• **Task instructions**
Locate every line in the items below that contains the word "white", and copy each of those lines.

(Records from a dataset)
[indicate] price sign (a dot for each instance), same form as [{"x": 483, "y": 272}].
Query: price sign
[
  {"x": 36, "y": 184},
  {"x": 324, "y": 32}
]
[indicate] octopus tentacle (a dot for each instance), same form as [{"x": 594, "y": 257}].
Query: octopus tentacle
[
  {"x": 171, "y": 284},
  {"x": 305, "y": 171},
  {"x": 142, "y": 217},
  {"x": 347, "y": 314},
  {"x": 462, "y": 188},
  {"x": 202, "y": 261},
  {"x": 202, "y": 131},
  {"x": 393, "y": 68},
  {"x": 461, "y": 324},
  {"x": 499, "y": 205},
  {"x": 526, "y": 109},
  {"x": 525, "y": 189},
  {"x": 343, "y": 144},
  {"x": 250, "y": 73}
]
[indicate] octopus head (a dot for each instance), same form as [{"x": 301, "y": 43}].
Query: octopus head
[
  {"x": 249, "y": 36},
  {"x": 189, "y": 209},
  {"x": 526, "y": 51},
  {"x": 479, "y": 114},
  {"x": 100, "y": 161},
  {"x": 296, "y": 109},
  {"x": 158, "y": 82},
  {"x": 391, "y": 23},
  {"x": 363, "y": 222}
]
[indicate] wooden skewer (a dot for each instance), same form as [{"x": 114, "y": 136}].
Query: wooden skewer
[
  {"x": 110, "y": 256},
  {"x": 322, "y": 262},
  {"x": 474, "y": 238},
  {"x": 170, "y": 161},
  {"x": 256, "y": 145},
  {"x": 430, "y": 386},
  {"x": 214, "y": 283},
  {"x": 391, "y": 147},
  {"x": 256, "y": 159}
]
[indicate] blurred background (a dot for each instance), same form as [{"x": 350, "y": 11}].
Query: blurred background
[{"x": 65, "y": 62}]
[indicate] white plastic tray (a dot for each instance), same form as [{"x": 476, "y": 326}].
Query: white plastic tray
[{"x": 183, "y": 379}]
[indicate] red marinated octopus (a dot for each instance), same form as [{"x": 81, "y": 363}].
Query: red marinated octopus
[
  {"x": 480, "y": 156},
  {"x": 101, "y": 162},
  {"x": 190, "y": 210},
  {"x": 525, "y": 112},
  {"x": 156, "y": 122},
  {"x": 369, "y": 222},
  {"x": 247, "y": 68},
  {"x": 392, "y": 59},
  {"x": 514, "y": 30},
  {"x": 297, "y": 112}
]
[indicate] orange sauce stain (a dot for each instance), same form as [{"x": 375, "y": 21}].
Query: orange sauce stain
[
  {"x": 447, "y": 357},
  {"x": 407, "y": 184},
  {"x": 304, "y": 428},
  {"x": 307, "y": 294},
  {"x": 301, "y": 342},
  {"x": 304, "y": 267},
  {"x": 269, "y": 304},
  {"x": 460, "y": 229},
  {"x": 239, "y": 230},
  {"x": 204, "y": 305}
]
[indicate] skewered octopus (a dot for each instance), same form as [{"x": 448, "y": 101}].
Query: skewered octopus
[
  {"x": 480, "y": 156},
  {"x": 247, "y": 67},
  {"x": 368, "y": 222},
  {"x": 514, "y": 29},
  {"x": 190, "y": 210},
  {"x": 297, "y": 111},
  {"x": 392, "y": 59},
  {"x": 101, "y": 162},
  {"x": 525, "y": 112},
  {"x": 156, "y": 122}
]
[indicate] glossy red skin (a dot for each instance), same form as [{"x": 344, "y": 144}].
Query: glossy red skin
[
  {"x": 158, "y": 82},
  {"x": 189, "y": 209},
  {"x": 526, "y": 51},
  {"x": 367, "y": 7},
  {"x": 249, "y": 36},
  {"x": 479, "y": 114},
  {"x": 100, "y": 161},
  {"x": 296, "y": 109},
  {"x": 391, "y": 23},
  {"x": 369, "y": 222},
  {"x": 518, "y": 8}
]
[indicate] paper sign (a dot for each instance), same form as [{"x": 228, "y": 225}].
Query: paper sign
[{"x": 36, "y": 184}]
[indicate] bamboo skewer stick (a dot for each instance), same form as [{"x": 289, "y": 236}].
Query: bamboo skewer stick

==

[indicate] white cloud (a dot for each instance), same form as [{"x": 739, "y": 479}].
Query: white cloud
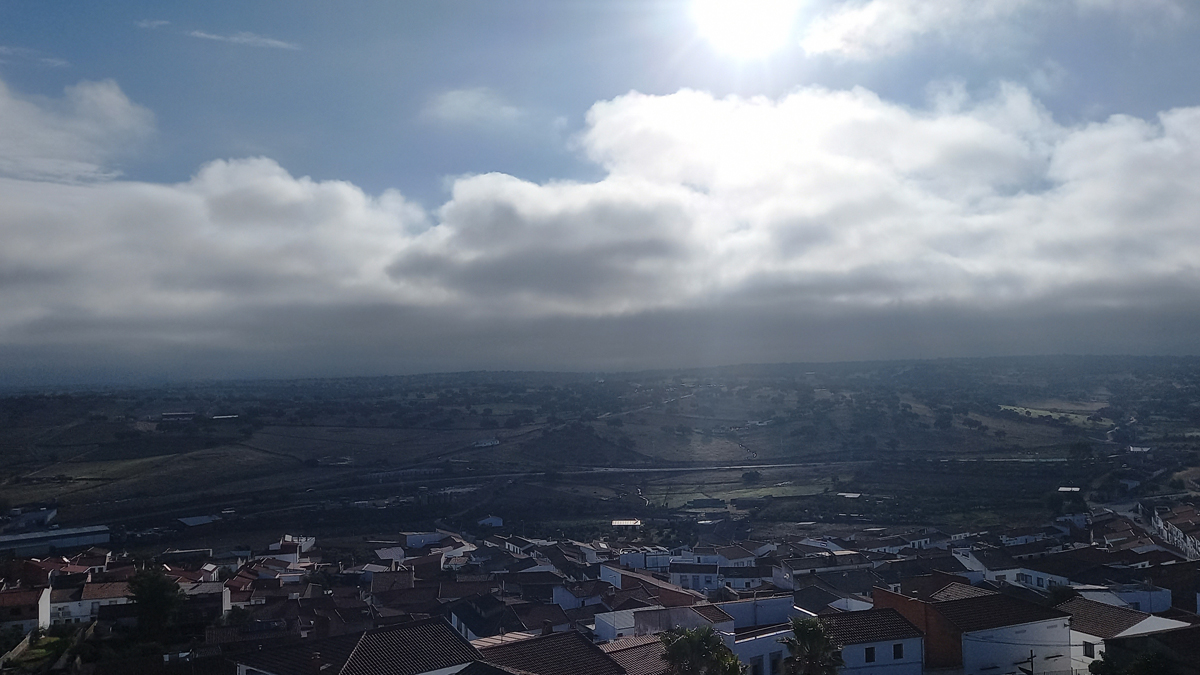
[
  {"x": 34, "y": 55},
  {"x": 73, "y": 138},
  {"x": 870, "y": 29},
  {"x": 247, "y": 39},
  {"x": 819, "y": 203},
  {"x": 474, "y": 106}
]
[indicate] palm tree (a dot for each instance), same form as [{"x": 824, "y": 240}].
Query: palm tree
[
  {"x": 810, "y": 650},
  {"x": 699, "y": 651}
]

• **Written answer**
[indicate] white plastic tray (a dot for each instance), same form as [{"x": 476, "y": 326}].
Query: white plastic tray
[indicate] white cloud (a dot for each instance), same form as [{"x": 739, "y": 479}].
Query: white cloud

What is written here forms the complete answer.